▸ Page extract

The polling stations in Bizerte will need many, or very big, tables: voters will be invited to choose between 63 lists of candidates, almost half claiming to be “independent.” How to choose among the manifestos with their variations on the same old platitudes: “Arab-Muslim identity”, “social market economy”, “regional development”, “the state as policy-maker”?
“The key to the revolution is the centre left”, says Nicolas Pouillard of the International Crisis Group, which has published several reports on Tunisia. Kamel Morjane and other former big shots in Zine el-Abidine Ben Ali’s party, the Rassemblement démocratique citoyen (RCD), claim to belong to the centre — and so do their old opponents in the Parti démocratique progressiste (PDP), regrouped under the leadership of Nejib Chebbi. But the Islamists of Ennahda (Renaissance) say they are centrist too, and so do their main secular opponents, the former communists of Ettajdid (Renewal) and the socialists of the Forum démocratique pour le travail et les libertés (FDTL), even if the latter both claim to belong to the centre left. Even the Tunisian Labour Party (PTT), founded by leaders of the main trade union (UGTT), takes the same position, although the unions have just played a major part in a social uprising. Confusing? Yes. And here too, Ben Ali’s influence lives on: the RCD was neo-liberal in economics, pro-police in politics and a member of the Socialist International.
At least, the political identity of the main parties is clear — unlike the character of their leaders. (A long time opponent of the dictatorship, Chebbi was one thing after another, close to the Baath Party in Iraq, a Marxist-Leninist and a socialist, before joining the neo-liberal centre and cosying up to the business community. His relations with the Islamists have also changed and appear to have deteriorated in the past three months.)
The same cannot be said of the shadowy Union patriotique libre (UPL) founded in June by Slim Riahi, a businessman in London who made his fortune in Libya and who is opposed to limits on political budgets, which he regards as designed to prevent the emergence of new forces — including his own, which does not appear to be short of funds. His chosen spokesman, a company chairman with a diploma in management from Paris University, has just presented the party program: “Our development model is based on participation by the people, a market economy with more social equality, dignity and employment for all, and regional development.” The UPL will take care to “preserve the country’s Arab-Muslim identity”, with due regard to its “identification with universal values.” In the light of these wonderfully precise commitments, the voters will no doubt know what they have to do. If not, the leading UPL candidate for Tunis, former footballer Chokri el-Ouaer, should get their votes.

▸ Data provided
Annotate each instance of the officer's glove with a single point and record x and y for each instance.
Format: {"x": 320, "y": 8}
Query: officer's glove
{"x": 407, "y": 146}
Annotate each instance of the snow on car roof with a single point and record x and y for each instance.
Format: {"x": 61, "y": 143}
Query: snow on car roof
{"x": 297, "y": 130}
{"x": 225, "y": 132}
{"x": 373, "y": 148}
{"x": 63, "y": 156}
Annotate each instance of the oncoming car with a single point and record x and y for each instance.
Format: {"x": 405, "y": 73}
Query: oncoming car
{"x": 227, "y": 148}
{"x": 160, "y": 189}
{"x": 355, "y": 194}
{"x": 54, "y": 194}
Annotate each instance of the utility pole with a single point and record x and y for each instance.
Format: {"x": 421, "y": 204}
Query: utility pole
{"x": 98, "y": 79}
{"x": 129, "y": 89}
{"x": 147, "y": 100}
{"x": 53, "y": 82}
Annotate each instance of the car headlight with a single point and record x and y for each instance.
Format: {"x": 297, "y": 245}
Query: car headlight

▸ Problem description
In the passage on Tunisia's election, how many lists of candidates will voters in Bizerte choose between? The items have nothing to do with what follows.

▸ Response
63 lists of candidates.